[Saved entries]
--- --- ---

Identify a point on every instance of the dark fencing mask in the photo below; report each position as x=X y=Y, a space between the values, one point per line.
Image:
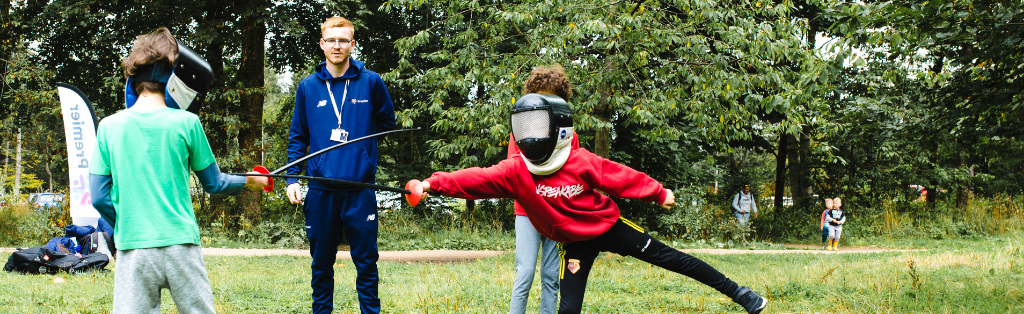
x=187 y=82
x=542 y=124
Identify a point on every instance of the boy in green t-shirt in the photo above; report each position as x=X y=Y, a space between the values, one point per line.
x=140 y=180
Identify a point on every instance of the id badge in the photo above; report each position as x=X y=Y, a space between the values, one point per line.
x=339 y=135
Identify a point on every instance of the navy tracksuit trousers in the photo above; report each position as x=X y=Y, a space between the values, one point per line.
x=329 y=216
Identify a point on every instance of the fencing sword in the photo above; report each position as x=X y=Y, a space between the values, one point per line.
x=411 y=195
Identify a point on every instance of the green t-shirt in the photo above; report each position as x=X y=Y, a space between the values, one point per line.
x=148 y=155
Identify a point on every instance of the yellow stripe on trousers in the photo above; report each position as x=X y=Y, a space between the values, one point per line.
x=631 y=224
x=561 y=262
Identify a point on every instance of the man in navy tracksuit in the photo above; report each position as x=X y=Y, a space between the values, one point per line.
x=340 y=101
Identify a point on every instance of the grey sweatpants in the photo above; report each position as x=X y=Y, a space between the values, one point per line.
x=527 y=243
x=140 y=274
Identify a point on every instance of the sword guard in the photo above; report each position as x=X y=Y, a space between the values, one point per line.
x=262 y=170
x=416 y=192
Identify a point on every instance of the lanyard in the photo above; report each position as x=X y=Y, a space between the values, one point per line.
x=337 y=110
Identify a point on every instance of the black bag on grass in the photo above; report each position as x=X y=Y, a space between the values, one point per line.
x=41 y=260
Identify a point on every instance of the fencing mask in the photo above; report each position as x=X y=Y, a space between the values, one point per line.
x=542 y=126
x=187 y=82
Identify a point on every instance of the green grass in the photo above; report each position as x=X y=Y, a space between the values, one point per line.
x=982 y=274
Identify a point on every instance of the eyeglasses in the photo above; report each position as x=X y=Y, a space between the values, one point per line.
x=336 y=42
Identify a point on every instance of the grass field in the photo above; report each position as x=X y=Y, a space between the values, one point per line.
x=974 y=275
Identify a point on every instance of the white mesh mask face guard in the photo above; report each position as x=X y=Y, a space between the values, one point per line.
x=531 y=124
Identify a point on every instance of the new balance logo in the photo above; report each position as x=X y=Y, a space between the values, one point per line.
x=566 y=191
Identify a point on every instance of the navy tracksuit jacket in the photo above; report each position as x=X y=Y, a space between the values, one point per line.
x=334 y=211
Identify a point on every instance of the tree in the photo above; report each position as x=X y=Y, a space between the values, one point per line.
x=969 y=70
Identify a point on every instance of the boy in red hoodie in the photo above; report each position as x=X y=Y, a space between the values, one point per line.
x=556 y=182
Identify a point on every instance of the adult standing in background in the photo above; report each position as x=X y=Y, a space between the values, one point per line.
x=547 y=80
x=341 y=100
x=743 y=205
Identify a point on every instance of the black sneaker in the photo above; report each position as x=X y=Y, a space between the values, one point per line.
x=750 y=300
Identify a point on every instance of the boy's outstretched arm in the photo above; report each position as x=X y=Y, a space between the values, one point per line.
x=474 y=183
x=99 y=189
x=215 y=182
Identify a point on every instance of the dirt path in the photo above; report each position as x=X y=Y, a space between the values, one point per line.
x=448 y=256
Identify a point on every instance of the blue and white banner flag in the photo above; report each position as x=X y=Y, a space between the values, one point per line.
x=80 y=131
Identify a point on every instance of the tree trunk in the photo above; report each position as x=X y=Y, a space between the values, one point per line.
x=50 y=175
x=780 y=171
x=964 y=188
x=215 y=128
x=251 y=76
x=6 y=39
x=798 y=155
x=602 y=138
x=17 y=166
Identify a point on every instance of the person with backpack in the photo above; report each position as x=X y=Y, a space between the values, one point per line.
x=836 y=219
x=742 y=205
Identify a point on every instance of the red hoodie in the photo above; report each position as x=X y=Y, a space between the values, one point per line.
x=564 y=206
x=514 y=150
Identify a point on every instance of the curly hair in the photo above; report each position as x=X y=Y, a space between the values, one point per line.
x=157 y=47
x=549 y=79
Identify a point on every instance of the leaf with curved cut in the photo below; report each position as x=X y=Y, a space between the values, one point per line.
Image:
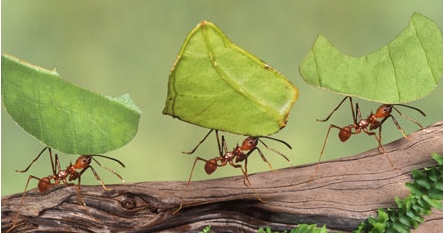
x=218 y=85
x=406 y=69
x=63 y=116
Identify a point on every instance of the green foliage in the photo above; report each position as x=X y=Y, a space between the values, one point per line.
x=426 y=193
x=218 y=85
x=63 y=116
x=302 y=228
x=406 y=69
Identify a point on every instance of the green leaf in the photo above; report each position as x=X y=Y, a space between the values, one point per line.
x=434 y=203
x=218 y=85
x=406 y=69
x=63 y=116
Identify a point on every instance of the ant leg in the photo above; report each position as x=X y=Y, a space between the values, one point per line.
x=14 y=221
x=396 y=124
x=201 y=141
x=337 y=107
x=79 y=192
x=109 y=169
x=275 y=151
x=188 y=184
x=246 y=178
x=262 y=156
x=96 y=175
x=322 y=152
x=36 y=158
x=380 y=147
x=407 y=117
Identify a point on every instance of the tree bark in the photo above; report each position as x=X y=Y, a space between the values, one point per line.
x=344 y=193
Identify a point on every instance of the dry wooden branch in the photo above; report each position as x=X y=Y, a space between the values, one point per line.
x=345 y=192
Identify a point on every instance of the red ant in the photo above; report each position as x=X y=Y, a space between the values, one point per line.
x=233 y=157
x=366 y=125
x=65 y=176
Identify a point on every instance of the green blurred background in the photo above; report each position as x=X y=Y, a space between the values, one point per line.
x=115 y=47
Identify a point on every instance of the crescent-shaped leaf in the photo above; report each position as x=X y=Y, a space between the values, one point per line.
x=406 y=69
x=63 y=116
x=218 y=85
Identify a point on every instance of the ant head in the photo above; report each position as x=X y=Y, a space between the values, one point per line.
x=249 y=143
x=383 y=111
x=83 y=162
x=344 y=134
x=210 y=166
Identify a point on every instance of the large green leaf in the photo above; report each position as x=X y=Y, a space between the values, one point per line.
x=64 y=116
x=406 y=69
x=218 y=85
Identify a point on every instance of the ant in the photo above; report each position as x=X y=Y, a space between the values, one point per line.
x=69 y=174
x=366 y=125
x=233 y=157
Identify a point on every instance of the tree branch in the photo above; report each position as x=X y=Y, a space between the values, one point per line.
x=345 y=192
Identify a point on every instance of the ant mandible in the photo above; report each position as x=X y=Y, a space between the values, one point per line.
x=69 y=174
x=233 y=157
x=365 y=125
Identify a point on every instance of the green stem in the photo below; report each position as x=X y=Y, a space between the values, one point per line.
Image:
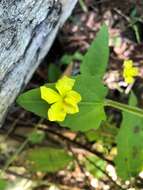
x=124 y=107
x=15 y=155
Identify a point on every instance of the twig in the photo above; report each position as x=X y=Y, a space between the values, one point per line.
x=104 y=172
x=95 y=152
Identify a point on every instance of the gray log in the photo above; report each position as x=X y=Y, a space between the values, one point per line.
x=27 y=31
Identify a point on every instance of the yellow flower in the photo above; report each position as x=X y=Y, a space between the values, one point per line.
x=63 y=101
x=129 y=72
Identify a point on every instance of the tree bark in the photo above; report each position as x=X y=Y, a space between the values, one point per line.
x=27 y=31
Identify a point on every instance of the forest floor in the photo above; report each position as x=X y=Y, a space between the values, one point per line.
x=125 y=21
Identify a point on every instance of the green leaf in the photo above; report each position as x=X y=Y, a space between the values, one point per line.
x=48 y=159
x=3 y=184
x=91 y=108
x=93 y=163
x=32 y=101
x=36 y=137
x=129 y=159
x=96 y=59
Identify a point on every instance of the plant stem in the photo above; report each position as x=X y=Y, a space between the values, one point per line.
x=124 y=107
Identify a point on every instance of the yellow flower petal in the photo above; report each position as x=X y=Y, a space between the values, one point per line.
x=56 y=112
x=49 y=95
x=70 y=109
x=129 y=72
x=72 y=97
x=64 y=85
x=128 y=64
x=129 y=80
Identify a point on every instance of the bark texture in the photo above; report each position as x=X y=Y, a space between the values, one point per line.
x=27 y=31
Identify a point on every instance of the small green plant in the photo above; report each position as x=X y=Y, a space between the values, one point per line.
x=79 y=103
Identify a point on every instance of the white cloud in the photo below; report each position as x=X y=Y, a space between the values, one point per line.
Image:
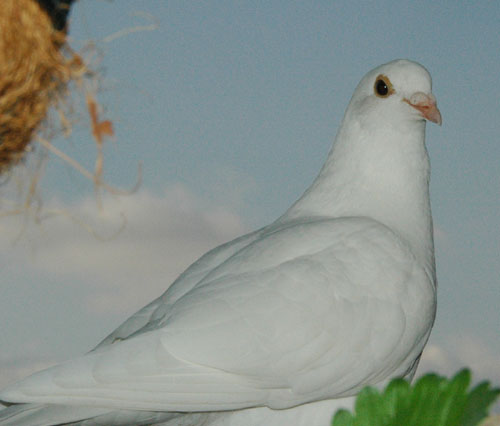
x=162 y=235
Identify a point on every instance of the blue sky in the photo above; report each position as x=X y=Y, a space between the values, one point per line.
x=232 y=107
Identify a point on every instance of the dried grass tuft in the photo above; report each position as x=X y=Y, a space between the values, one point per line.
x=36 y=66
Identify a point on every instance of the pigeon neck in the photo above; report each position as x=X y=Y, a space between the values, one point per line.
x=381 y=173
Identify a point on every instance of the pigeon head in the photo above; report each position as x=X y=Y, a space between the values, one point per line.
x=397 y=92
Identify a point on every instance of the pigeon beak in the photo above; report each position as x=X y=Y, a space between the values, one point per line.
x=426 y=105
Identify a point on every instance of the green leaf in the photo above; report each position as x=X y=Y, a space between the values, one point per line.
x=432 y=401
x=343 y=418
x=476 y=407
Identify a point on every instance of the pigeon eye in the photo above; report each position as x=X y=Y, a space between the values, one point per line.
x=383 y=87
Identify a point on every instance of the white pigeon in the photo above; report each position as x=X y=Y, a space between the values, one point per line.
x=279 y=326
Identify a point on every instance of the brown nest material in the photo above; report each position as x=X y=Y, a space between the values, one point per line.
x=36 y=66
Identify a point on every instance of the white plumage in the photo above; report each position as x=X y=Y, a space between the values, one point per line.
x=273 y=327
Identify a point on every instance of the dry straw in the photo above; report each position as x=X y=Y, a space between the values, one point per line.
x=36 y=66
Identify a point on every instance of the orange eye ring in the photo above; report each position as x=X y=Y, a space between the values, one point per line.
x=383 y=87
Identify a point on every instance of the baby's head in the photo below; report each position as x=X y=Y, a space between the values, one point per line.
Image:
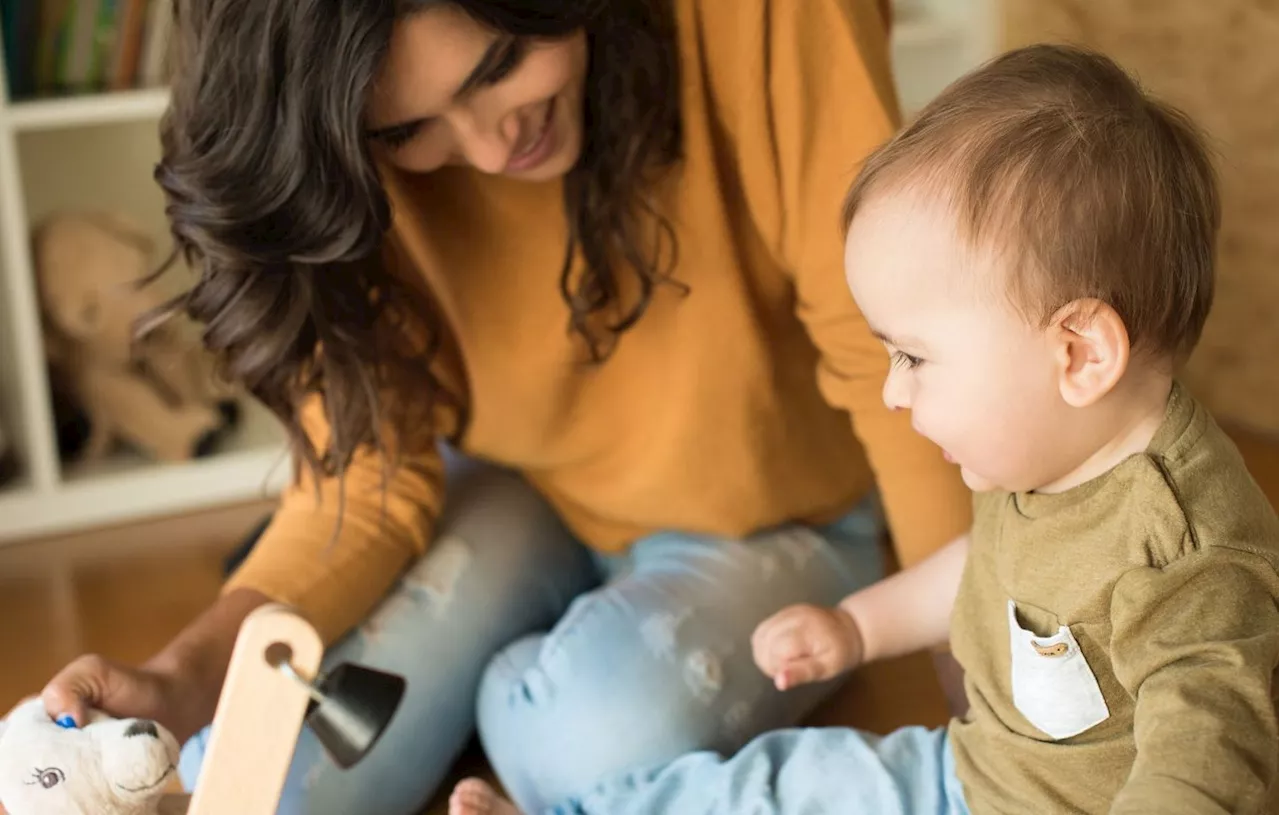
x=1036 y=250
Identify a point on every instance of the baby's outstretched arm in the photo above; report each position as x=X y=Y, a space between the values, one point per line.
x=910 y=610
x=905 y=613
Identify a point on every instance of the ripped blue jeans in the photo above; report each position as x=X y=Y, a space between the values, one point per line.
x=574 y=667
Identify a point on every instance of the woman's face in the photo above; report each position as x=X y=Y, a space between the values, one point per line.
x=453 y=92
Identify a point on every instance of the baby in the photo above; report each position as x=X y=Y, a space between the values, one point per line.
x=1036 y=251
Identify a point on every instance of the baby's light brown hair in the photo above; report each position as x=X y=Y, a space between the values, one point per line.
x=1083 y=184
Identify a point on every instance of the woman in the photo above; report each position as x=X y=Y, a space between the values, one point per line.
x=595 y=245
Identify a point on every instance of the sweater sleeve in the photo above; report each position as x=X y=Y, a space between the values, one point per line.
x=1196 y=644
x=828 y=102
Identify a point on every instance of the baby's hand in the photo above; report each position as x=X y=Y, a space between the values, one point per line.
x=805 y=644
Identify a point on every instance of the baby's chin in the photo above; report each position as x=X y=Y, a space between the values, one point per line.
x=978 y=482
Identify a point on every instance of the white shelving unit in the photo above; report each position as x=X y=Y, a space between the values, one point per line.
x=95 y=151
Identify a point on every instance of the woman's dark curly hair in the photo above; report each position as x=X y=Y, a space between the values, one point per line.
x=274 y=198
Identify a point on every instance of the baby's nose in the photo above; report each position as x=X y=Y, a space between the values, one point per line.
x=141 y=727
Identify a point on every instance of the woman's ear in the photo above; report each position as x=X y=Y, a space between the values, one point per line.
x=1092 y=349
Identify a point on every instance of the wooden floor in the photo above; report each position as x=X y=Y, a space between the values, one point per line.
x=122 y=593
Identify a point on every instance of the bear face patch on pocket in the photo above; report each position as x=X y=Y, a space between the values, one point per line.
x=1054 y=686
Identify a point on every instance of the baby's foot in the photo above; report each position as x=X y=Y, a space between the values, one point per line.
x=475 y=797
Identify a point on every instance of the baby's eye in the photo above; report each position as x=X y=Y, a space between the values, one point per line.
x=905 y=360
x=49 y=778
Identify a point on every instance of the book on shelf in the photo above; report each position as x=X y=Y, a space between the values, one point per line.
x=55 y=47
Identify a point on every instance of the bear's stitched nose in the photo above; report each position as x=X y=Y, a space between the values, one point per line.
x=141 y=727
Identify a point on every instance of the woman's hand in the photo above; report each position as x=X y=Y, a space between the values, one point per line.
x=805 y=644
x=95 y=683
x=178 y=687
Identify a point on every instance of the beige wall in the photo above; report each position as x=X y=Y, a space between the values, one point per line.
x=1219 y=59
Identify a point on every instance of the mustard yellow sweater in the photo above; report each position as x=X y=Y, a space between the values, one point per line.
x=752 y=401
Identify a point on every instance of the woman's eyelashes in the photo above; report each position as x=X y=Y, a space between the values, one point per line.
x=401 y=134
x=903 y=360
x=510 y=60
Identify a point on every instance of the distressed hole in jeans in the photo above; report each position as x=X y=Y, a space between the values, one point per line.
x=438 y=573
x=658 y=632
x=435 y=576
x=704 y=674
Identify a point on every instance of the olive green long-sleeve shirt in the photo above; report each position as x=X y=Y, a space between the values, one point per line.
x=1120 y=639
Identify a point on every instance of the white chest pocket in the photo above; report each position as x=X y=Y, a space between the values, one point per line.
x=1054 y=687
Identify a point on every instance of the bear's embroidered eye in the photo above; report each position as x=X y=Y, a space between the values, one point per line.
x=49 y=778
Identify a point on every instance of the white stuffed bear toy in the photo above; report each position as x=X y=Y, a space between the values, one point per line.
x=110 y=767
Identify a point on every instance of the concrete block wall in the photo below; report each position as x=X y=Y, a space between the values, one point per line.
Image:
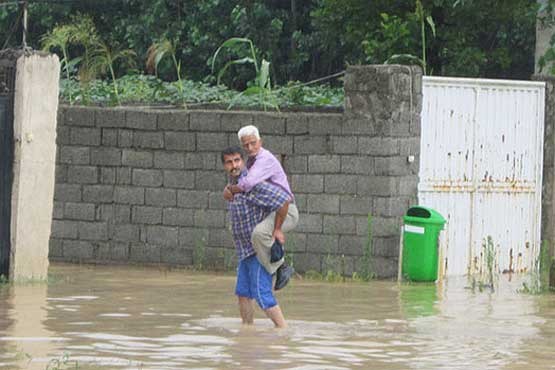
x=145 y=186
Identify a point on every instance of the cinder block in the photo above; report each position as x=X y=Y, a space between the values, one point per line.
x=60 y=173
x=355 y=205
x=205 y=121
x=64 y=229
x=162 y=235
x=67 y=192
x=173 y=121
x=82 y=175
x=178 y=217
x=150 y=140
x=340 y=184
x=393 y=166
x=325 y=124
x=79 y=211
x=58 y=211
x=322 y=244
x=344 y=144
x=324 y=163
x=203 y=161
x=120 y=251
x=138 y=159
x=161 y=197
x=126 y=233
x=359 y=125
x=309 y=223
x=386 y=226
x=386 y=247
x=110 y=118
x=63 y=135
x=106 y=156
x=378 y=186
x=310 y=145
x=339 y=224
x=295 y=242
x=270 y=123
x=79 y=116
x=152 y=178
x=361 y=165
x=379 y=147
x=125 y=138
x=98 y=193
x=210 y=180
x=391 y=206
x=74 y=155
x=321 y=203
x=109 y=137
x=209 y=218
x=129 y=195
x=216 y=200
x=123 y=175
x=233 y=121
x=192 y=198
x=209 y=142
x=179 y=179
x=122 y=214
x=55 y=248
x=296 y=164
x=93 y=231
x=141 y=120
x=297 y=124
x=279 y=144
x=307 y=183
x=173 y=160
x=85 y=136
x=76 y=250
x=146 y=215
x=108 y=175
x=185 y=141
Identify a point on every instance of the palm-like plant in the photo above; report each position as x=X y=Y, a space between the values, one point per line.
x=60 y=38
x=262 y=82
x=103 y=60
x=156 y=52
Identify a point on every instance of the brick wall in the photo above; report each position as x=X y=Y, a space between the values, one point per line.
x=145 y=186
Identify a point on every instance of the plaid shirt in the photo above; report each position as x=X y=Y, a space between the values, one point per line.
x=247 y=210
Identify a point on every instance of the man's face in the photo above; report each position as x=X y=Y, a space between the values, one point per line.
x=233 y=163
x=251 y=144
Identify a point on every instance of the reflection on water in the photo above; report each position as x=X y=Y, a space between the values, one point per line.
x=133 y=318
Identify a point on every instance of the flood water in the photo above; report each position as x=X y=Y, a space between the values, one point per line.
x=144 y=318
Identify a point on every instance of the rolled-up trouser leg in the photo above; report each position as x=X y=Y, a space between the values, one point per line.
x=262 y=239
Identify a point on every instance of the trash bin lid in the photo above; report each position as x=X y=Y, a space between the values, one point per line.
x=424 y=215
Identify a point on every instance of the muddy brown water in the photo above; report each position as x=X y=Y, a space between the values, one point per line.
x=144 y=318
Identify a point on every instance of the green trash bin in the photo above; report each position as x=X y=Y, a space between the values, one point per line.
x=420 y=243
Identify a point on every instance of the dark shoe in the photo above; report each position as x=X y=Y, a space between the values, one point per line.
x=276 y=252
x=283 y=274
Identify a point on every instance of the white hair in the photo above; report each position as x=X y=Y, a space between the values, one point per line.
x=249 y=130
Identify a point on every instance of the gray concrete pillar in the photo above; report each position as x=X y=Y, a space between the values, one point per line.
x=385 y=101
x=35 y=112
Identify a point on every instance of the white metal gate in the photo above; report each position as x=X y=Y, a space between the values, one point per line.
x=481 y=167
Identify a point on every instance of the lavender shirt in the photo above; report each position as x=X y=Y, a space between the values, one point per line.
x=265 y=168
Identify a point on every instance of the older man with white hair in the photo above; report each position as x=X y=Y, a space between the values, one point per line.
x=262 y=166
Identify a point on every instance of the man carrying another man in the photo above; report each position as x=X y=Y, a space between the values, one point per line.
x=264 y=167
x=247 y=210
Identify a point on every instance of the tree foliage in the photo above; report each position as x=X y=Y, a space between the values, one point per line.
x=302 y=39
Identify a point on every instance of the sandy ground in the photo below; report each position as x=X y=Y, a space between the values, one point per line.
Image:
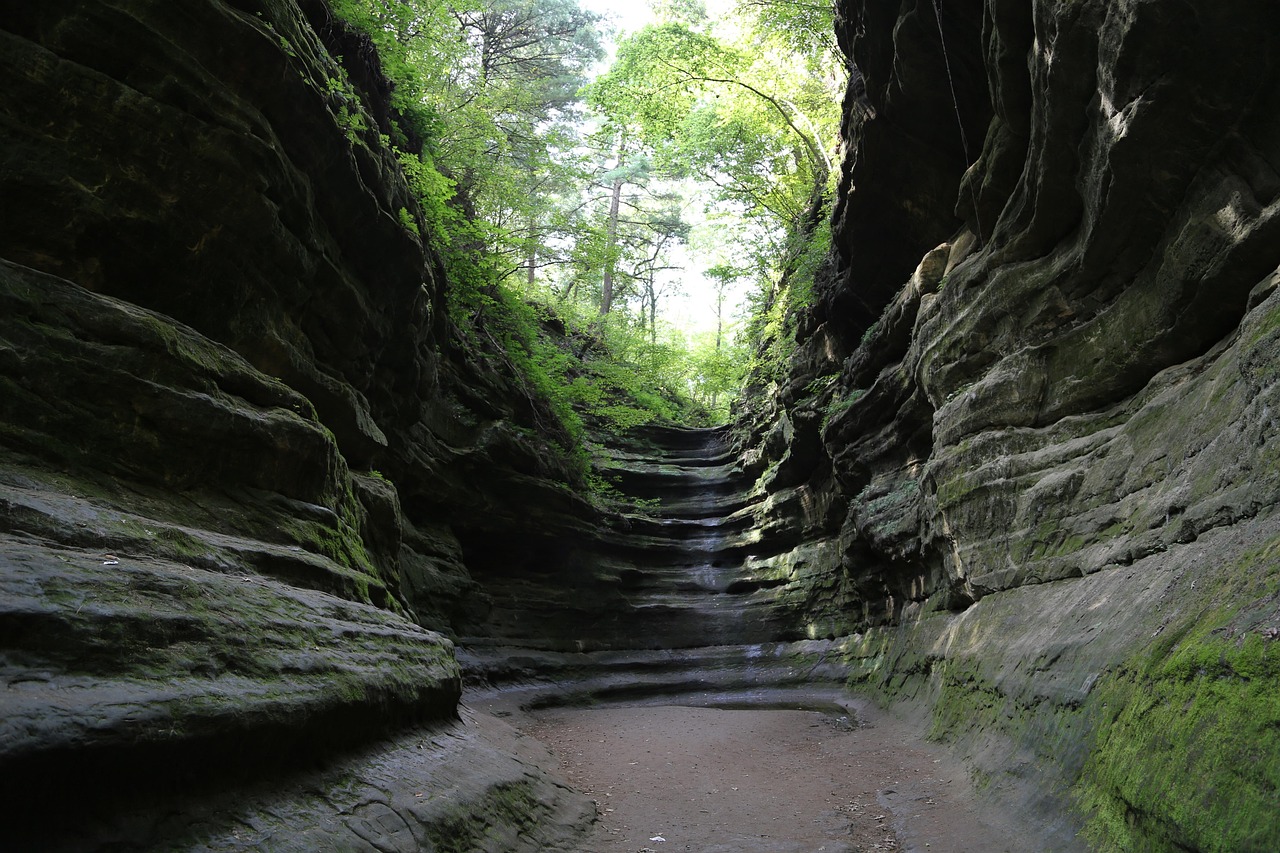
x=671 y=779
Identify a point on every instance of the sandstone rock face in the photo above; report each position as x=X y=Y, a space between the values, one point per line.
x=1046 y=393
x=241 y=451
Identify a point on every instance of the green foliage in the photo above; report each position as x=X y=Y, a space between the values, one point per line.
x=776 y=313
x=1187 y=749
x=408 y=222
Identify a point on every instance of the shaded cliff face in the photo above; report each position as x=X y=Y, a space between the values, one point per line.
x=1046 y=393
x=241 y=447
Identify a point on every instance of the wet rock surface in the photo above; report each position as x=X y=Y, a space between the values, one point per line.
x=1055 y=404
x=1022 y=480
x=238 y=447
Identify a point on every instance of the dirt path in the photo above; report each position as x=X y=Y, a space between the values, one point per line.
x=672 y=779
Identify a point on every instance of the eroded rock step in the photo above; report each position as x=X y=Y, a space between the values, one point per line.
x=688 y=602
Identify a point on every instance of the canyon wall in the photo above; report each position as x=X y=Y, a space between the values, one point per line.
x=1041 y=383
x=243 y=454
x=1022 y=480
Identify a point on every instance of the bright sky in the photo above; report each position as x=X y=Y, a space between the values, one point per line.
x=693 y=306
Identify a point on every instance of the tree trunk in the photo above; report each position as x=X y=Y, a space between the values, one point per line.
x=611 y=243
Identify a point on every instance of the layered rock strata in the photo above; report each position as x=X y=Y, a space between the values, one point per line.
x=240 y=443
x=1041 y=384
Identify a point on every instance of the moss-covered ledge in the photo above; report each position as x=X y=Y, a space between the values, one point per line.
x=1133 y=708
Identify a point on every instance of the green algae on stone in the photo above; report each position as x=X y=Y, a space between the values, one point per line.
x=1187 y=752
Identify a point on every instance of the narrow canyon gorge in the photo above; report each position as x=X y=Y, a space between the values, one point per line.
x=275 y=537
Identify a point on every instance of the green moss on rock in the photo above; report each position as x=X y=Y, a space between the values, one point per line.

--- --- ---

* [The problem]
Could you tally the lines in these records that contain the word "below" and give only the result?

* [Written response]
7